Dataset records about object locations:
------------------------------

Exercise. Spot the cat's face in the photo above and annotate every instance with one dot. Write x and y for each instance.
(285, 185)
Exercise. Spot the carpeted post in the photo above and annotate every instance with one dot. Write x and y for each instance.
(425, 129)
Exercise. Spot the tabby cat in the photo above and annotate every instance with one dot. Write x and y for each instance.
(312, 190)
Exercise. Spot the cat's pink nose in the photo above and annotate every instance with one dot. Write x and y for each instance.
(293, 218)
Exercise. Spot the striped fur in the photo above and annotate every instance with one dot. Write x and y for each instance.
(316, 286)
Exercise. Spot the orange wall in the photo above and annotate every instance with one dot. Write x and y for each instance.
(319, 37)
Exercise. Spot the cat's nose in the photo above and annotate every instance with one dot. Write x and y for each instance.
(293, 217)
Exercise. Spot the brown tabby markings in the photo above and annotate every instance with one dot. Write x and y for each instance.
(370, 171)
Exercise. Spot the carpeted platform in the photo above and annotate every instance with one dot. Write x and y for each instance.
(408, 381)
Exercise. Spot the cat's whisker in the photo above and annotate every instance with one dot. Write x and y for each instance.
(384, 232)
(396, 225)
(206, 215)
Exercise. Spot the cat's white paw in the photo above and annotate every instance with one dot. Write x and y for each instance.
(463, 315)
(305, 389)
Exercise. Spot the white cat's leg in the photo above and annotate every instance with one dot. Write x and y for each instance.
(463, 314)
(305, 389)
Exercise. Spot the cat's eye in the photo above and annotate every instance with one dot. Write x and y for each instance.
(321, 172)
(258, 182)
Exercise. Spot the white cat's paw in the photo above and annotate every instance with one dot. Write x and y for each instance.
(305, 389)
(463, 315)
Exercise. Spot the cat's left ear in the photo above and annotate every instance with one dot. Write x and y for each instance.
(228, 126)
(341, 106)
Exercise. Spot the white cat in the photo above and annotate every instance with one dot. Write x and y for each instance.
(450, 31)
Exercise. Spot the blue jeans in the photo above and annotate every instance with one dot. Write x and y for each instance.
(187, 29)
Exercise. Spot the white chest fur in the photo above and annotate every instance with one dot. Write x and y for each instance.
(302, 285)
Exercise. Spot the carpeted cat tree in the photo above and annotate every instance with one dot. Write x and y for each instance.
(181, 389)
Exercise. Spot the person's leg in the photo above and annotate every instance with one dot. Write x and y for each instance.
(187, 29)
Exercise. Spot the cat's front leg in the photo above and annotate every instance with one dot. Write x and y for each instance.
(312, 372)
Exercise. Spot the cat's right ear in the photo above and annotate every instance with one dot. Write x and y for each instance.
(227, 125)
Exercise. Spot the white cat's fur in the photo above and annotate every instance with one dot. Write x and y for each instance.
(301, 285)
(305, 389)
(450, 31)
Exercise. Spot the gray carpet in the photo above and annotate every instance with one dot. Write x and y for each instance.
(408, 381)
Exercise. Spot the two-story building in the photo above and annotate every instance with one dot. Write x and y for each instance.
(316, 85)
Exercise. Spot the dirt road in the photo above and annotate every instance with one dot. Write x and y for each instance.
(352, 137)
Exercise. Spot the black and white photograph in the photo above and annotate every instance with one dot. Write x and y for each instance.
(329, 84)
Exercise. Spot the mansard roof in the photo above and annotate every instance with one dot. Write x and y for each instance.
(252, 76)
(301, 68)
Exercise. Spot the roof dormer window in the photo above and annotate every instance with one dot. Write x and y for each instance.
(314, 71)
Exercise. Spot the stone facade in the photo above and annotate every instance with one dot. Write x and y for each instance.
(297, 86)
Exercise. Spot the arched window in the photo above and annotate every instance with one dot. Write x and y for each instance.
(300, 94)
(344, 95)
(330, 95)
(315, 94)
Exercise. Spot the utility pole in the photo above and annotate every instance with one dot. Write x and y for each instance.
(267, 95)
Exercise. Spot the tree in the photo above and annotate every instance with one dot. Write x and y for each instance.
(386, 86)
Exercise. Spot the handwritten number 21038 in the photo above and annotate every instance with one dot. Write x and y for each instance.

------------------------------

## Problem details
Would you write down every record again, exactly?

## Solved exercise
Exercise. Spot the cat's face in the photo above and annotate every instance with one dot. Write x and y for each instance.
(285, 185)
Exercise. Spot the carpeted post in the photo above and annotate every instance with one dot. Write x and y for each instance.
(425, 129)
Exercise. Spot the tabby cat in the photo above and annotate every instance with one dot. Write x and y for each instance.
(312, 190)
Exercise. Spot the cat's pink nose in the photo above and annotate every instance with one dot. Write x and y for each instance.
(293, 218)
Exercise. Spot the striped fur in the photo above and annotate every instance with one dot. Write x and y for each instance.
(316, 286)
Exercise. Spot the orange wall in the photo above and annotate every instance with one dot. Write x and y for each instance.
(319, 37)
Exercise. Spot the cat's nose in the photo above and annotate every instance with one dot. Write x and y for each instance.
(293, 217)
Exercise. Spot the brown tabby markings in the photo above and annotate every instance with one dot. Write x and y for each instance.
(370, 171)
Exercise. Spot the carpeted platform in the photo above and annotate every instance with one dot. Write x and y for each instance.
(408, 381)
Exercise. Spot the cat's whisker in the photo above and annotate every instance with one dot. Write x and y for each instance.
(384, 232)
(396, 225)
(206, 215)
Exercise. Spot the cat's white paw in the photo above and annotate every instance with one dot. Write x and y for each instance.
(463, 315)
(305, 389)
Exercise. Spot the white cat's leg in the photo above and annotate every instance with one dot. Write x and y for each instance.
(463, 314)
(305, 389)
Exercise. Spot the cat's eye in the photo above and annotate every instance with one dot. Write x and y for each instance.
(321, 172)
(258, 182)
Exercise. Spot the white cat's paw in the photo above and annotate every instance with one dot. Write x and y for each instance.
(305, 389)
(463, 315)
Exercise. Spot the cat's left ear in the photo above and annotate every instance with one dot. Write x and y for each instance.
(228, 126)
(341, 106)
Exercise. Spot the white cat in the photo above and annotate every instance with one dot. Write x and y for each instance.
(450, 31)
Exercise. Spot the blue jeans in the photo above and annotate every instance with one dot. Write x and y for each instance.
(187, 29)
Exercise. Spot the white chest fur in the photo above and annotate every instance with one dot. Write x and y for each instance.
(302, 285)
Exercise. Spot the carpeted cat tree in the photo above and annotate every instance with one dot. Write x and y for each instance.
(181, 389)
Exercise. Spot the person's leg in the photo above and annotate every instance with one dot. Write x and y for each instance.
(187, 29)
Exercise. Spot the cat's front leg in the photo above and annotate every instance with one dot. Write x and y for each instance.
(312, 372)
Exercise. Spot the cat's right ear in the photo above and annotate every instance with one dot. Write x and y for each instance.
(227, 125)
Exercise. Spot the white cat's fur in the photo above and annotate every instance with one dot. Write x and y for each instance.
(301, 285)
(305, 389)
(450, 31)
Exercise. Spot the gray carpet in the photo above and annotate every instance with one dot. Write x and y for each instance.
(408, 381)
Exercise. Spot the two-story building in the photo above and annotate every instance with one dot. Write x and y for each instance.
(316, 85)
Exercise. Spot the dirt road in the photo above and annotate every instance with one dot. Write x and y for each instance.
(352, 137)
Exercise. Spot the black and white photograph in the photo above and annotate every instance with one dot. Write x and y for each instance.
(329, 84)
Exercise. Spot the mansard roof in the photo above and annotate every instance with one dot. Write x and y for each instance.
(252, 76)
(301, 68)
Exercise. Spot the roof dormer window in the photo above and annotate every instance with one dot. Write x and y for each instance.
(314, 71)
Exercise. Spot the stone facade in the photo above and annotate every instance with one dot. Write x and y for each instance.
(297, 86)
Exercise. Spot the arched window in the photo above and annotate every instance with one dot. Write x and y for each instance.
(300, 94)
(344, 95)
(330, 95)
(315, 94)
Exercise. Spot the utility pole in the photo above and annotate every instance with one dot. Write x and y for each instance.
(267, 95)
Exercise. Spot the tree in the photo above and annotate every instance with one dot. Write x and y for each instance.
(386, 86)
Exercise. Spot the handwritten number 21038 in the photo above and annotate every instance with one dot. Write x and y for each instance.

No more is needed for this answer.